== Excerpt provided ==
*** Block opens ***
A lack of trust and transparency between parents and their children, or among the siblings themselves, is common in many cases we mediate. Too often parents name one of their children executor of their will or financial power of attorney, or both, without telling the other siblings.
Or informing them after the fact.
While parents may think they are doing the right thing because they are planning for when they might lack capacity to make good decisions, not including the other siblings in the process can have negative results.
What can happen? Sibling rivalries bubble up. Questions arise like:
- Why does Jack have power of attorney? He’s the youngest! OR
- He lives 3,000 miles away, and I live down the street. OR
- Didn’t Mom remember I’m a CPA?
Withholding the terms of a parent’s will or their medical information from the other siblings risks compounding distrust and suspicion. However carefully a parent may plan ahead, little can diminish the other siblings’ hardening attitudes toward the sibling with authority and/or the parents’ presumed good intentions.
What’s next? One or more of the disgruntled siblings starts looking for examples of malfeasance: How come the sibling with authority over the parents’ financial affairs got a new car on his crummy salary? Why is Sally living in that fancy four-room condo?
Assumptions grow. Suspicions mount. The poison spreads
Besides advocating for clients to plan ahead, update their will, and ensure their health care POA is properly executed, let’s make certain that parents and their adult kids talk BEFORE such decisions are finalized.
Attorneys who work with families with multiple siblings owe it to their clients to verify that everyone is on board before pen is put to paper. That doesn’t mean divulging details about Dad’s stock account or Mom’s blood pressure. But it does mean creating an atmosphere of transparency. The sibling with authority might agree to:
- Update other siblings every 3 or 6 months about their parents’ health,
- Inform them of any amendments in their parents’ wills,
- Divulge any major changes in their financial affairs.
These divisions can be minimized IF decisions are made openly, early enough to dispel jealousy and suspicion, and with no surprises.
Sig Cohen
Beyond Dispute Associates
202-359-6141
sigcohen@toughconversations.net
© Sig Cohen and Beyond Dispute Associates, 2014. Unauthorized use and/or duplication of this material without express and written permission from this blog’s author and/or owner is strictly prohibited. Excerpts and links may be used, provided that full and clear credit is given to Sig Cohen and Beyond Dispute Associates with appropriate and specific direction to the original content.
A well stated case, Sig for appropriate levels of transparency and inclusion in parental decisions affecting adult children. From my mediation cases, I have a word of counsel to ad for the parents: Don’t defer tough or potentially controversial decisions to the sibling with authority or to the sibling group. Doing so may take the pressure off you and may even feel generous or egalitarian. Unfortunately, it is likely to create conflict and in the worst cases, permanent damage to family relationships.
*** Block closes ***
== Exercise directions ==
From the post on sibling distrust over parents' estate planning, extract the stretch from "Withholding the terms" through "presumed good intentions." word for word.

== Supplied entries ==
*** Block opens ***
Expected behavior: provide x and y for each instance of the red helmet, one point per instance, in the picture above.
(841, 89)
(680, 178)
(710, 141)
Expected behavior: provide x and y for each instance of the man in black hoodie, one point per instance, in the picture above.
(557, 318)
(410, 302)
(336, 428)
*** Block closes ***
*** Block opens ***
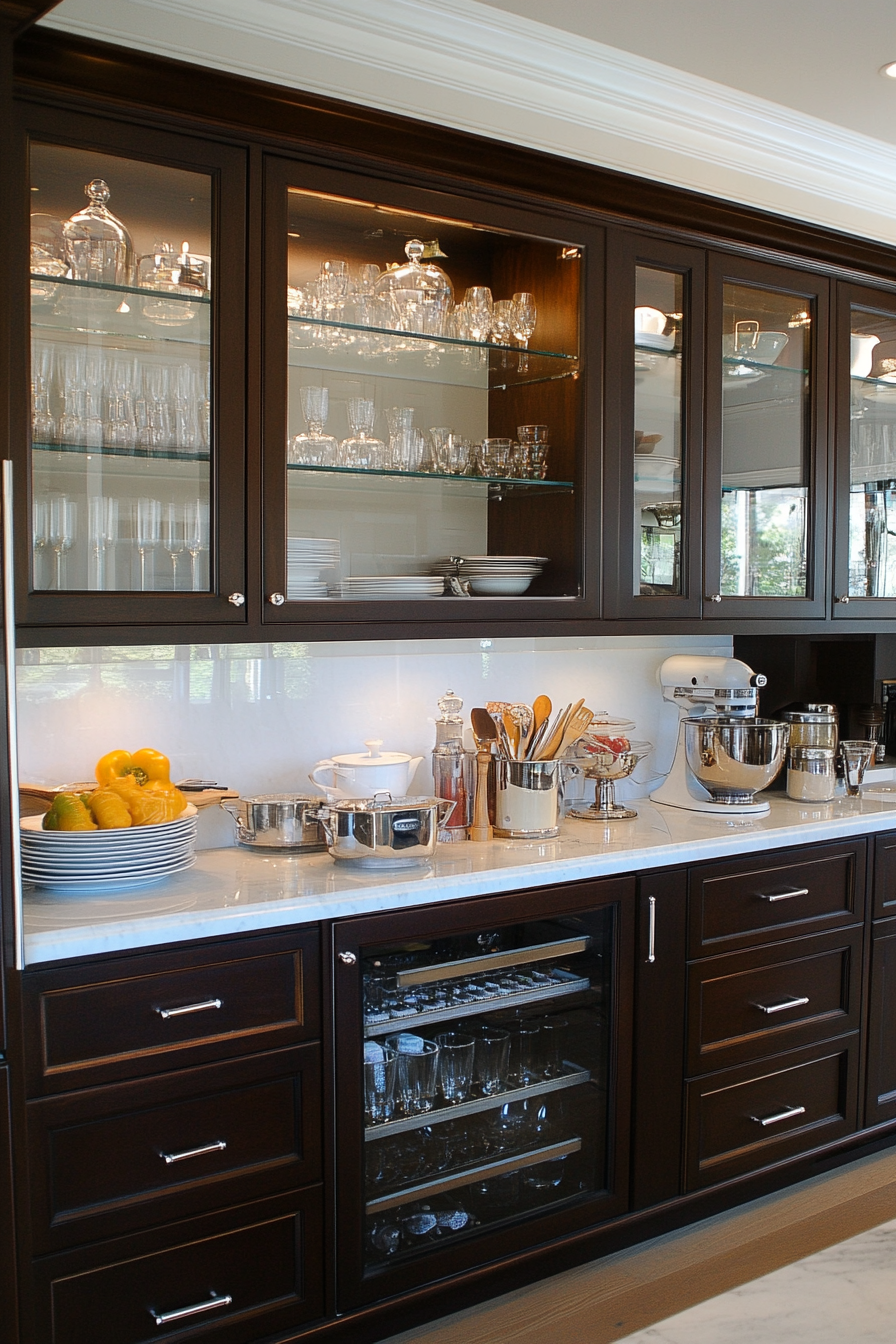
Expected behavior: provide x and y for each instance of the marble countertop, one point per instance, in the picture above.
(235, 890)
*** Block closes ***
== Solution to the problem ==
Withholding the terms of a parent’s will or their medical information from the other siblings risks compounding distrust and suspicion. However carefully a parent may plan ahead, little can diminish the other siblings’ hardening attitudes toward the sibling with authority and/or the parents’ presumed good intentions.